◆ What you will do:
Repeat every line below exactly, word for word.

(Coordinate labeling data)
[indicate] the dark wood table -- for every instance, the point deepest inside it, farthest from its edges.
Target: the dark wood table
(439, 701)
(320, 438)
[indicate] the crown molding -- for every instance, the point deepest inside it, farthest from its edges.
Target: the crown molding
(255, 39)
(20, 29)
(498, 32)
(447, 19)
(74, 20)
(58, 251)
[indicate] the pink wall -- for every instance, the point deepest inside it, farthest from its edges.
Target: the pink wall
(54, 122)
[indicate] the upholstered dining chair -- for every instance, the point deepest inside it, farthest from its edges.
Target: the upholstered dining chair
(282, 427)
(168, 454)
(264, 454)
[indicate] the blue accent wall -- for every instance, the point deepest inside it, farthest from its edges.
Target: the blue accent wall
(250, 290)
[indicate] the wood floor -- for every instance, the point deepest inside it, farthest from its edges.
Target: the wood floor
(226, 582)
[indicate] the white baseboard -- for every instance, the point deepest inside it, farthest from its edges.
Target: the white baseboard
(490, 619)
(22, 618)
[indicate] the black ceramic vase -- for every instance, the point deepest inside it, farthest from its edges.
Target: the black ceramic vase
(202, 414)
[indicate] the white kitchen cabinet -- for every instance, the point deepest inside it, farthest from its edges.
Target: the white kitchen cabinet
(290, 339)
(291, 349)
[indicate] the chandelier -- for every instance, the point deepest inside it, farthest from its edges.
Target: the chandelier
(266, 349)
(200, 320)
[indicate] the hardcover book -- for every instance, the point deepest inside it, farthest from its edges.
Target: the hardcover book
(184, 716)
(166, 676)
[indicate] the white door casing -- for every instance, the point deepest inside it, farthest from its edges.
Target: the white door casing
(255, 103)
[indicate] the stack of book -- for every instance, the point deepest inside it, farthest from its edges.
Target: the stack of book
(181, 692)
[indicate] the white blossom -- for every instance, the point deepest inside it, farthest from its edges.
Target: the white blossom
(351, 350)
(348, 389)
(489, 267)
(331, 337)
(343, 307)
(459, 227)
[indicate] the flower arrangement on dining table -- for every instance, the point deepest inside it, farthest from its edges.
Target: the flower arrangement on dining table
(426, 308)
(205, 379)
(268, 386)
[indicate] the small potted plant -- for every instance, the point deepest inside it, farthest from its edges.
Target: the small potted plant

◆ Task response:
[indicate] the dark wood table -- for every instance, the point deepest inside it, farthest from its edges.
Target: the dark wood table
(439, 701)
(320, 438)
[indicate] the crown molding -- for every instance, the point deepest inside it, farthest from its edges.
Target: the crown molding
(255, 39)
(20, 29)
(498, 32)
(447, 19)
(74, 20)
(58, 251)
[indicate] the pink wall -- for every instance, the point deepest inside it, farthest from its edges.
Target: the pink wall
(54, 122)
[indicate] the upholstered dining chair -- for every instance, the point deepest inside it, farthest from its edges.
Target: the upholstered dining chair
(282, 427)
(168, 454)
(264, 454)
[indicate] the blue accent wall -- for every instance, the point deepest inside it, farthest from its edges.
Target: the blue accent wall
(250, 290)
[indicate] the wood floor -- for every instance, the point deepest inside it, farthest from its edges.
Target: the wood floor
(226, 582)
[indicate] the white baseboard -- for every instance, the point deepest inside it, farthest from its edges.
Target: the white baseboard
(490, 619)
(22, 618)
[indicate] the black ceramic vase -- for every instance, the point deepest inside it, farthest from its edges.
Target: the black ceramic vase
(202, 414)
[indicate] the white kitchen cabinet -- for every instance, the point deepest inside it, farthest from its edges.
Target: the white kitchen cabinet
(290, 339)
(291, 349)
[indicate] the chandelier -- for every instance, the point deepest inside it, farthest from its edges.
Target: the chandelier
(266, 349)
(200, 320)
[indicate] the hardcover book -- for every instance, the point deepest inside it, farthest from its edges.
Target: the hardcover book
(184, 716)
(166, 676)
[indicate] the white door casing -- for every instance, the point deepest inside it, farthest from its edges.
Target: the white door casing
(255, 103)
[indicate] the stack of book -- for every instance, the point deepest inside it, farthest from its edges.
Target: the stack of book
(181, 692)
[indicate] the white blossom -- for every instance, the point deepest inside it, farthest from its edges.
Target: the white blossom
(351, 350)
(348, 389)
(489, 267)
(331, 337)
(343, 307)
(459, 227)
[indicate] the flower arrangement on dining table -- for every instance, the point deepest inside it, farthest from its edges.
Target: the flower arrangement on dining table
(426, 308)
(205, 379)
(268, 386)
[indicate] the small potted plant -- for every instance, the point deepest inside it, farthest from its edges.
Target: the small potted plant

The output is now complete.